━━━ Data shown

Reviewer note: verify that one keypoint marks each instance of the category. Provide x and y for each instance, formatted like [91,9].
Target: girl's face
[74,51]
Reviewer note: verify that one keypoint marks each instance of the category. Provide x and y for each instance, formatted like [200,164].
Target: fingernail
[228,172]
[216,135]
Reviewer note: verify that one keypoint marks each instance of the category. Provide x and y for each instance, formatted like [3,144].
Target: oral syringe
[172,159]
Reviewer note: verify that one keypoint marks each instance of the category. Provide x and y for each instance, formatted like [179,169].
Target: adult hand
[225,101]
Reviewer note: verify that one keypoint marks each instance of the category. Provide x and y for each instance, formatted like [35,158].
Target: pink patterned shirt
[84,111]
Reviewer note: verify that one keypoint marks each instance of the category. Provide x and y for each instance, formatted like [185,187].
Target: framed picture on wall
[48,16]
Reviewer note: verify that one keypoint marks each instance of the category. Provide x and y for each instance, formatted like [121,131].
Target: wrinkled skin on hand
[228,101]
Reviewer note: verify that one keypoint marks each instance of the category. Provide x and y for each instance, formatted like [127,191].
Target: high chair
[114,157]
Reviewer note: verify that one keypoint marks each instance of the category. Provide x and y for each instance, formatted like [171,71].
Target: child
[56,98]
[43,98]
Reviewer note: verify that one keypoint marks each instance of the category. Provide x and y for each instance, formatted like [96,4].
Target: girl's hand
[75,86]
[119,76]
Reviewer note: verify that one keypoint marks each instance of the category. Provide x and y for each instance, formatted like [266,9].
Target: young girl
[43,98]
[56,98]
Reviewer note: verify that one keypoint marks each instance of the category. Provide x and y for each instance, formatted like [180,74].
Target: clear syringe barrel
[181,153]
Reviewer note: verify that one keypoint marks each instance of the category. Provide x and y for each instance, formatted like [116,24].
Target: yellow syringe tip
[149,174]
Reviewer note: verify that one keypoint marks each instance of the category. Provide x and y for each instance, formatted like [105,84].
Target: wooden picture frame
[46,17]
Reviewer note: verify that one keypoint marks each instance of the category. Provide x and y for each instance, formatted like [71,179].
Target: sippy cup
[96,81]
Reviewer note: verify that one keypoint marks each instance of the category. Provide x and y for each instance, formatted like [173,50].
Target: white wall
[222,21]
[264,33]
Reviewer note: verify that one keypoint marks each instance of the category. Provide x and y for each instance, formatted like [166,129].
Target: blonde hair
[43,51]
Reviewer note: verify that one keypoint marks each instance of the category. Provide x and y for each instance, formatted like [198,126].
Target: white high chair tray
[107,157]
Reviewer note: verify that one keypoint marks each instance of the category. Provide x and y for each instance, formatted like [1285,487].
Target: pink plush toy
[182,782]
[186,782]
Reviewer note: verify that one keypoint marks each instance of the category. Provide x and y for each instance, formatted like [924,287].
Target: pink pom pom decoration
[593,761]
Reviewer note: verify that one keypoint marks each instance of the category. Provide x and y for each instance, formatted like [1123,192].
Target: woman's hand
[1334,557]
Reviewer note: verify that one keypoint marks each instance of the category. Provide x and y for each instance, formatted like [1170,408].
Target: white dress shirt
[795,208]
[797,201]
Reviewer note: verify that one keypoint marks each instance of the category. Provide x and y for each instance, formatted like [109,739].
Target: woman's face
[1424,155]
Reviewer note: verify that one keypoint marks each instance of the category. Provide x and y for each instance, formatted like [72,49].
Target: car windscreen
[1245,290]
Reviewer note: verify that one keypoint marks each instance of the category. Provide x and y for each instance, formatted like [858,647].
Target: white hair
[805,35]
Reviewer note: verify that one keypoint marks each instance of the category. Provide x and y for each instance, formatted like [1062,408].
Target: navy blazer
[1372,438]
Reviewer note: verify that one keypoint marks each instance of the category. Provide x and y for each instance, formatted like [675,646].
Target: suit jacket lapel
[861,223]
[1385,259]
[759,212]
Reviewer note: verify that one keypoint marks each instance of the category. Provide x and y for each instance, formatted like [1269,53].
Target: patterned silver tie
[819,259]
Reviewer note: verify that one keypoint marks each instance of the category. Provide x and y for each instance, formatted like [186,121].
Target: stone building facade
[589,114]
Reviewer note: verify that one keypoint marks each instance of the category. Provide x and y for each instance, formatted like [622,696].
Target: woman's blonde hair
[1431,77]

━━━━━━

Brief - Rewrite every one of the items above, swapping "keypoint" for "marker" wherever it occurs and leaving everything else as it is.

Solved exercise -
Reviewer note: verify that one marker marks each instance of the category. Provide x and y for each instance, formatted like [91,9].
Target: girl's face
[74,51]
Reviewer note: verify that one marker marks each instance of the category. Provide x and y for each instance, formatted like [200,164].
Target: fingernail
[228,172]
[216,135]
Reviewer note: verify that one marker marks each instance of the category. Provide x and y for each instance, formatted like [3,144].
Target: oral syringe
[172,159]
Reviewer note: verify that one marker marks each instance of the category. Provide x and y for each instance, formatted like [179,169].
Target: adult hand
[225,101]
Reviewer note: verify that one marker marks each instance of the category. Provide x and y for each instance, formatted like [35,158].
Target: pink patterned shirt
[84,111]
Reviewer note: verify that one marker marks each instance of the category. Provide x and y for each instance, formatted like [185,187].
Target: framed picture on wall
[48,16]
Reviewer note: verify that one marker marks each instance of the category. Provide x and y for each instance, formatted like [121,131].
Target: wrinkled skin on hand
[228,101]
Reviewer note: verify that one marker marks each instance of the category. Provide x and y for each instance, formatted like [127,191].
Target: high chair
[114,157]
Reviewer note: verify that one marker marks each instance of the category. Provide x and y for each instance, formatted like [171,71].
Target: child
[56,98]
[43,98]
Reviewer note: verify that one marker marks each instance of the category. Provide x and y for each instance, formatted like [96,4].
Target: girl's hand
[75,86]
[119,76]
Reviewer note: verify that one marker marks each instance of the category. Provide x and y for each instance, formatted like [266,9].
Target: young girl
[43,98]
[56,98]
Reviewer note: verify that one marker marks each instance of the category. Provide x and y for each instance, formatted like [180,74].
Target: clear syringe barrel
[181,153]
Reviewer note: verify that one marker marks each instance of the category. Provide x and y for each instance, formatted like [116,24].
Target: yellow syringe tip
[149,174]
Reviewer note: verify that one marker marks each instance of the category. Provide x and y for each instance, formatted like [105,84].
Target: wooden picture frame
[46,17]
Reviewer note: verify that one marker marks each instance of the category. Provide x and y for each instance, formatted like [71,179].
Target: sippy cup
[96,81]
Reviewer note: verify that one marker marks each instance of the category. Provide x and y for each instance, formatted like [173,50].
Target: white wall
[222,21]
[264,33]
Reviewer note: verify that one marker marks each instance of the category. Provide x and y for each instance, formatted like [166,129].
Target: blonde hair
[43,51]
Reviewer note: verify that one marker marks each instance of the category. Provide x and y for each instance, formatted like [198,126].
Target: white high chair tray
[107,157]
Reviewer note: verify that one marker marks each instance of the category. Provide x and y for each instance, formatted like [1285,487].
Target: pink plush toy
[182,782]
[186,782]
Reviewer note: verify that one marker marks each instance of the category. Provide x and y for each instance, formatted like [924,287].
Target: pink pom pom decoration
[593,761]
Reviewer note: verify that one marker marks each instance of the category. Provide x and y for each instance, formatted like [1123,192].
Target: woman's hand
[1334,557]
Reviewer note: verify that one marker marks each instance of the category. Provide x and y for each instance, formatted like [1170,408].
Target: white dress shirt
[795,208]
[797,201]
Reviewer note: verify that one marker marks each instance of the category. Provide x and y for each instance, formatted like [109,739].
Target: woman's face
[1424,155]
Reviewer note: verify that one marker marks each instance of the category. Provide x and y for each instance, formatted like [72,49].
Target: car windscreen
[1245,290]
Reviewer note: verify that one marker marks each instance of the category. Provide x and y for each instance, formatted like [858,647].
Target: white hair
[805,35]
Reviewer note: verify that one marker marks each instance of the category. Provide x and y for each instance, formatted like [1062,408].
Target: navy blazer
[1372,438]
Reviewer note: verify that one marker marks each instance of the category. Provide x and y for each instance, formatted like [675,646].
Target: suit jacket lapel
[861,223]
[1385,259]
[759,212]
Reviewer note: verify that one marker marks each instance of the category. Provide x and y for each instance, formatted like [1269,53].
Target: patterned silver tie
[819,259]
Reviewer note: verify that one marker marks each instance of the category. Provide x and y for each instance, formatted like [186,121].
Target: stone building facade
[589,114]
Reviewer note: verify that one marker marks each instance of the category. Provide x and y for each instance, formatted like [622,696].
Target: woman's blonde hair
[1431,77]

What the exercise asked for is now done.